___ AVAILABLE DATA

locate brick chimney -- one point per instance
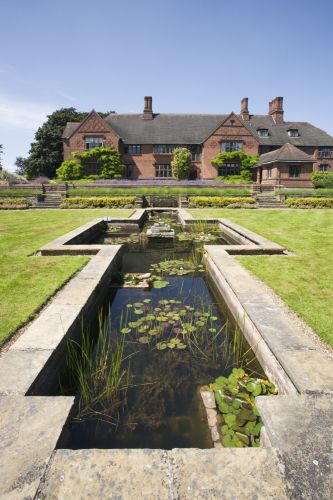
(275, 109)
(245, 109)
(148, 108)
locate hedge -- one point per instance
(99, 202)
(219, 201)
(144, 190)
(13, 203)
(309, 202)
(322, 179)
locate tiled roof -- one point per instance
(287, 153)
(195, 128)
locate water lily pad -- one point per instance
(144, 340)
(125, 330)
(161, 346)
(160, 284)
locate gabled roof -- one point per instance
(164, 128)
(288, 153)
(70, 129)
(196, 128)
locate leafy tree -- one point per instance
(106, 159)
(46, 153)
(70, 170)
(20, 164)
(246, 162)
(181, 163)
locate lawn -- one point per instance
(27, 281)
(304, 281)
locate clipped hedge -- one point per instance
(220, 201)
(309, 202)
(322, 179)
(99, 202)
(14, 203)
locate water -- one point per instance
(162, 406)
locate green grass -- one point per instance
(27, 281)
(100, 191)
(306, 192)
(20, 192)
(304, 281)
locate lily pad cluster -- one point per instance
(169, 325)
(235, 398)
(175, 267)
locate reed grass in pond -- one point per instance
(138, 386)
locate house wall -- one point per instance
(227, 132)
(280, 175)
(94, 126)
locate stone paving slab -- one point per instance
(114, 474)
(159, 474)
(18, 369)
(227, 474)
(49, 328)
(29, 430)
(301, 428)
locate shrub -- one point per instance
(219, 201)
(13, 203)
(99, 202)
(181, 163)
(309, 202)
(69, 170)
(322, 179)
(107, 159)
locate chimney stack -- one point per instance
(275, 109)
(245, 109)
(148, 108)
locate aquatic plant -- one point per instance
(101, 371)
(176, 267)
(235, 398)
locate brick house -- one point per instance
(146, 141)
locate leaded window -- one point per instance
(163, 149)
(229, 169)
(324, 152)
(294, 171)
(163, 170)
(133, 149)
(93, 142)
(230, 146)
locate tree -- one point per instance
(70, 170)
(181, 163)
(246, 162)
(107, 160)
(20, 164)
(46, 153)
(1, 152)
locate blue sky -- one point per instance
(198, 56)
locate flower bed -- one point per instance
(309, 202)
(100, 202)
(221, 202)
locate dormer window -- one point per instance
(293, 132)
(263, 132)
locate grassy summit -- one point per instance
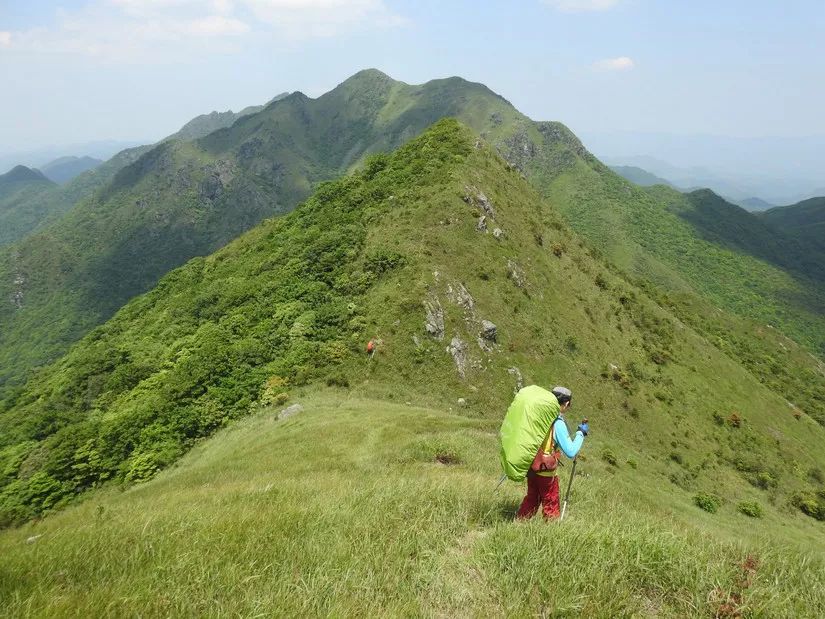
(348, 509)
(382, 253)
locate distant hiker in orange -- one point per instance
(542, 478)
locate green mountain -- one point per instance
(699, 487)
(81, 177)
(803, 221)
(65, 169)
(755, 204)
(639, 176)
(205, 124)
(183, 199)
(21, 191)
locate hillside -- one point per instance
(804, 221)
(399, 252)
(65, 169)
(205, 124)
(20, 187)
(183, 199)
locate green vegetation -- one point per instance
(750, 508)
(803, 221)
(377, 254)
(21, 191)
(345, 510)
(182, 199)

______

[PROMPT]:
The records above are to be repeated exactly, apart from their pictures.

[ANSWER SECTION]:
locate brick chimney -- one point per instance
(275, 109)
(245, 109)
(148, 108)
locate hedge -- one point per instance
(99, 202)
(219, 201)
(144, 190)
(13, 203)
(309, 202)
(322, 179)
locate tiled roof -- one point per instance
(287, 153)
(195, 128)
locate water lily pad -- one point per instance
(144, 340)
(125, 330)
(161, 346)
(160, 284)
locate gabled roof -- one point per instance
(164, 128)
(288, 153)
(70, 129)
(196, 128)
locate leafy tree -- one point per instance
(106, 159)
(46, 153)
(70, 170)
(20, 164)
(246, 162)
(181, 163)
locate lawn -- one point per instance
(27, 281)
(304, 281)
locate clipped hedge -- one point per instance
(220, 201)
(309, 202)
(322, 179)
(99, 202)
(14, 203)
locate water -- one point per instance
(162, 406)
locate green grass -- one point per instance
(27, 281)
(100, 191)
(306, 192)
(20, 192)
(304, 281)
locate lily pad cluster -- one point per instance
(169, 325)
(235, 398)
(175, 267)
locate reed grass in pond -- one point per instance
(138, 386)
locate house wall -- one point per instance
(227, 132)
(280, 175)
(94, 126)
locate stone paving slab -- one point per instance
(114, 474)
(159, 474)
(18, 369)
(227, 474)
(49, 328)
(29, 430)
(301, 428)
locate shrub -- one point per instance
(219, 201)
(13, 203)
(99, 202)
(181, 163)
(309, 202)
(69, 170)
(322, 179)
(107, 159)
locate chimney stack -- one point per instance
(275, 109)
(245, 109)
(148, 108)
locate aquatic plant -- one point per instance
(101, 371)
(176, 267)
(235, 398)
locate brick house -- one point per instance
(146, 141)
locate leaded window -- one point per instance
(163, 149)
(229, 169)
(324, 152)
(294, 171)
(163, 170)
(133, 149)
(93, 142)
(230, 146)
locate tree -- one point per instance
(70, 170)
(181, 163)
(246, 162)
(107, 160)
(20, 164)
(46, 153)
(1, 152)
locate blue sky -- one point per instance
(198, 56)
locate flower bed -- one point per instance
(309, 202)
(100, 202)
(221, 202)
locate dormer window -- one point per instance
(293, 132)
(263, 132)
locate grassy summit -- one point per instance
(348, 509)
(382, 253)
locate distant hiker in orange -- one point per instance
(542, 478)
locate green mountain -- one point per instance
(699, 487)
(81, 177)
(803, 221)
(65, 169)
(755, 204)
(639, 176)
(205, 124)
(183, 199)
(21, 191)
locate hillside -- one point per instance
(804, 221)
(399, 252)
(65, 169)
(205, 124)
(20, 187)
(183, 199)
locate green vegetation -- one point per instance
(750, 508)
(803, 221)
(377, 254)
(21, 191)
(345, 510)
(182, 199)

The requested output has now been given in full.